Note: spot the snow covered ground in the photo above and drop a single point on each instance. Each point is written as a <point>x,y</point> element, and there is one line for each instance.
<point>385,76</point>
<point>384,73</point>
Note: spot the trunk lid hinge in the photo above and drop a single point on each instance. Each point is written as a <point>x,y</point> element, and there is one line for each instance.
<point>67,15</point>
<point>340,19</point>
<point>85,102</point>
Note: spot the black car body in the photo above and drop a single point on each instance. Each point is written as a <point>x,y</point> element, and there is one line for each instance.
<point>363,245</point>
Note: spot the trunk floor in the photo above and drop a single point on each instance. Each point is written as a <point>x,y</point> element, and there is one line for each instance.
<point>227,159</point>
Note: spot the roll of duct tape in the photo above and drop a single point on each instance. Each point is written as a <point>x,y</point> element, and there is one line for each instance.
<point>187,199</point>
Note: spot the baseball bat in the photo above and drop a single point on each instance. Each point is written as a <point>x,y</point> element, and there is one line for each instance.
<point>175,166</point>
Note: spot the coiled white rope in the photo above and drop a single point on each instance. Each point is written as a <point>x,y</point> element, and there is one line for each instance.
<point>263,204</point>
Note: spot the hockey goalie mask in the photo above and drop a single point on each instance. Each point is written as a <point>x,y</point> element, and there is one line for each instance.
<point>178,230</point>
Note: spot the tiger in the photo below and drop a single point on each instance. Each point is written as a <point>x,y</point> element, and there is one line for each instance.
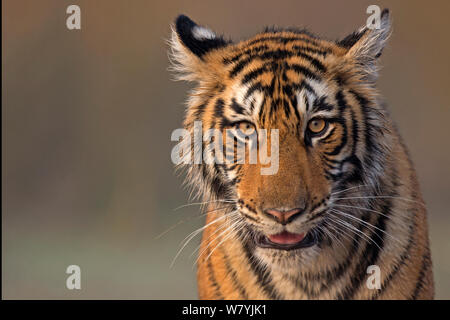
<point>343,216</point>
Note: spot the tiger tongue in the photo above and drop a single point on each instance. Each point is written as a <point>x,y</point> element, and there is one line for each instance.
<point>286,237</point>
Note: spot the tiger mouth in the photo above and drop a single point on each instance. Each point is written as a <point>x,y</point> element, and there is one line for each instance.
<point>286,241</point>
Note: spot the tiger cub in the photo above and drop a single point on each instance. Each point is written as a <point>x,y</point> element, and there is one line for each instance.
<point>341,215</point>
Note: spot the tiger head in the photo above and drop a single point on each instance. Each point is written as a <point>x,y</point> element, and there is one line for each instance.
<point>318,96</point>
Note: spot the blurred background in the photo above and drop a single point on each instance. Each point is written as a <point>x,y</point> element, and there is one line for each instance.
<point>87,117</point>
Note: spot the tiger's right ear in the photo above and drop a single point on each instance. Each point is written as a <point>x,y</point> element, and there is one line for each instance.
<point>190,44</point>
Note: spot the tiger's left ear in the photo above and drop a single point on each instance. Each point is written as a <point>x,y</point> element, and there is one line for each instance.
<point>190,44</point>
<point>366,45</point>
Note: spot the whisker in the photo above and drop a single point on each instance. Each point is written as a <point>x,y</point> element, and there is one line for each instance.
<point>382,197</point>
<point>365,222</point>
<point>354,229</point>
<point>202,203</point>
<point>192,236</point>
<point>359,186</point>
<point>361,208</point>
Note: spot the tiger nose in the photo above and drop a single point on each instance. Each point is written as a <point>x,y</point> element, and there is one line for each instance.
<point>284,216</point>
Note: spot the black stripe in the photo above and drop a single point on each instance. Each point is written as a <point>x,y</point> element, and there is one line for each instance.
<point>372,250</point>
<point>426,263</point>
<point>233,275</point>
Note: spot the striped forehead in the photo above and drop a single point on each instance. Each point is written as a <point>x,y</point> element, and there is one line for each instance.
<point>276,69</point>
<point>312,97</point>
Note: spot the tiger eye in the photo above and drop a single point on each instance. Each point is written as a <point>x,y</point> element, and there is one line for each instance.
<point>245,127</point>
<point>316,125</point>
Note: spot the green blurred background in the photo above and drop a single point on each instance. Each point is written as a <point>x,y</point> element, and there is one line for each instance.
<point>87,117</point>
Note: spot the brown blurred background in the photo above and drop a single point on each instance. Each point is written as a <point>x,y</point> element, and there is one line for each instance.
<point>87,118</point>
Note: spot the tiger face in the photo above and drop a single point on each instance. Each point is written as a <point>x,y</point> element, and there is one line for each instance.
<point>320,98</point>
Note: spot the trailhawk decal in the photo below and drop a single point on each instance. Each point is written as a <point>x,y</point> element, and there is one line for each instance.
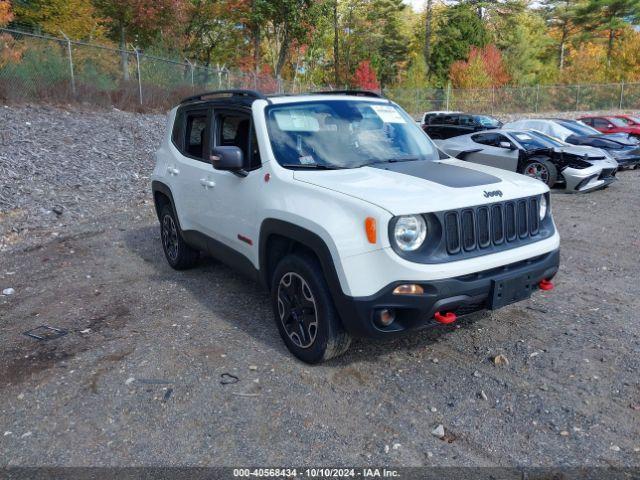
<point>447,175</point>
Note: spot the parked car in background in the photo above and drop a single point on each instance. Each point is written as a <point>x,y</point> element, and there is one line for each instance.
<point>624,149</point>
<point>611,124</point>
<point>443,125</point>
<point>532,153</point>
<point>632,120</point>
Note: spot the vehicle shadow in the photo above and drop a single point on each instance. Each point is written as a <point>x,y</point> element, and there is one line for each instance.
<point>243,303</point>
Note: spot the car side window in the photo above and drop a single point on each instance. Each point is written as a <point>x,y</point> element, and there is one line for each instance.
<point>195,130</point>
<point>490,139</point>
<point>235,129</point>
<point>176,134</point>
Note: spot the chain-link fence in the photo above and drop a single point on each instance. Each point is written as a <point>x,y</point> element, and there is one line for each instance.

What you will do:
Copy all of the data above word for word, leaving out the pictures.

Written answer:
Note: spot the snow covered ground in the photo above and drop a single point on each instance. Each point is written as a <point>x,y</point> element, and there is one line for each instance.
<point>385,76</point>
<point>384,73</point>
Note: spot the trunk lid hinge in the photo above and drop a single point on each instance. Each point is written as a <point>x,y</point> element, and there is one line for each instance.
<point>67,15</point>
<point>340,19</point>
<point>85,102</point>
Note: spot the black car body in the photo above and drop a single point on each instance. Each point is written as a <point>x,y</point> element, and there is one line for each instance.
<point>363,245</point>
Note: spot the trunk floor in the photo above and drop a single point on each instance. Each point is written as a <point>x,y</point> element, and there is one line for each instance.
<point>227,159</point>
Note: spot the roll of duct tape in the photo above and drop a single point on each instance. Each point is written as a <point>x,y</point> element, and there is one line for each instance.
<point>187,199</point>
Note: spot the baseball bat in the photo above and drop a single point on each instance. Each point is written as a <point>x,y</point> element, and there is one line for each instance.
<point>175,166</point>
Note: spot the coiled white rope in the photo above and drop a single point on each instance. Each point is written as a <point>x,y</point> element, and there is one line for each instance.
<point>263,204</point>
Note: spot the hockey goalie mask in the photo above and drop a single point on each instance. Each point is written as a <point>x,y</point> element, and there is one line for each instance.
<point>178,230</point>
Note: spot the tiger in the photo below and drop a single point on each instance. Each point is written as a <point>x,y</point> element, and there is one line for each instance.
<point>343,216</point>
Note: spot the tiger tongue in the photo above and drop a single point on each instance. Each point is written as a <point>x,y</point> element, and there is one line for each instance.
<point>286,237</point>
Note: spot the tiger mouth in the photo above and drop a single point on each instance. Each point is written as a <point>x,y</point> element, and there is one line for each instance.
<point>286,241</point>
Note: spot the tiger cub in the photo above and drop a single point on each instance. Each point is written as a <point>x,y</point> element, and there is one line for each instance.
<point>341,215</point>
Note: spot the tiger head in the photo above and drop a single point on each instance. Each point is written as a <point>x,y</point> element, and there is one line for each instance.
<point>318,96</point>
Note: spot the blurred background in the photo above and drop a single point on each instance. Each point is written as a <point>x,y</point> element, and there is one line for each instance.
<point>87,117</point>
Note: spot the tiger's right ear in the photo above and drop a single point on each instance. Each point is written as a <point>x,y</point> element, and there is one line for each instance.
<point>190,44</point>
Note: spot the tiger's left ear in the photo above and drop a single point on each instance. Each point is written as a <point>x,y</point> element, and there is one line for each instance.
<point>190,44</point>
<point>366,45</point>
Note: spot the whisker in the photo above and drop a single point on each instance. Each point is written as a <point>x,y</point> element, and there is one line for each instance.
<point>382,197</point>
<point>365,222</point>
<point>354,229</point>
<point>202,203</point>
<point>192,236</point>
<point>359,186</point>
<point>361,208</point>
Note: spot the tiger nose in the photo above and drop a single point on each instance. Each point is written as a <point>x,y</point> element, and there is one line for each instance.
<point>284,216</point>
Note: spot the black stripe in the photo above and drop a single point on each instance. Each point is written as a <point>x,y</point> element, and there is one line for each instance.
<point>372,250</point>
<point>426,263</point>
<point>233,275</point>
Note: spot the striped forehead in the photo above and drop a single point on each instance. Each point is written as a <point>x,y</point> element, and there is one line for each instance.
<point>276,69</point>
<point>312,97</point>
Note: spot the tiger eye in the photo above and drop a single point on each instance. Each point is written as a <point>x,y</point> element, and there is one line for each instance.
<point>245,127</point>
<point>316,125</point>
Note: spot the green blurred background in the photo above and drop a single point on each instance. Each point is written as a <point>x,y</point> element, and there is one line for each instance.
<point>87,117</point>
Note: spot the brown blurred background in the photo above and drop a single point on each instance. Each point is written as a <point>x,y</point> element, and there is one line for each instance.
<point>87,118</point>
Note: spot the tiger face in the photo above and drop a single point on each instance. Each point is written as a <point>x,y</point> element, and there is one line for each instance.
<point>320,98</point>
Note: spot the trailhawk decal in the photo below and drop a single point on each instance. Each point is written as a <point>x,y</point> element, and there is one line for each instance.
<point>447,175</point>
Note: spot the parked car in background in the photo above and drop a single point on each instance. Each point is written as a <point>x,y</point> element, and there is one line for each instance.
<point>624,149</point>
<point>611,124</point>
<point>443,125</point>
<point>532,153</point>
<point>632,120</point>
Note: spot the vehicle shadow in the photo above and drop a single point on each instance. Each point is written as a <point>x,y</point> element, and there is one line for each instance.
<point>243,303</point>
Note: spot the car side window in the photo above and drop a single point on each instance. Each point is written as a <point>x,y</point> element, and there is one line for each instance.
<point>195,130</point>
<point>490,139</point>
<point>235,129</point>
<point>176,134</point>
Note: spot the chain-link fence in the photo above and drop a single point on each instance. Each point is written as a <point>x,y</point> element, and there is one line for each instance.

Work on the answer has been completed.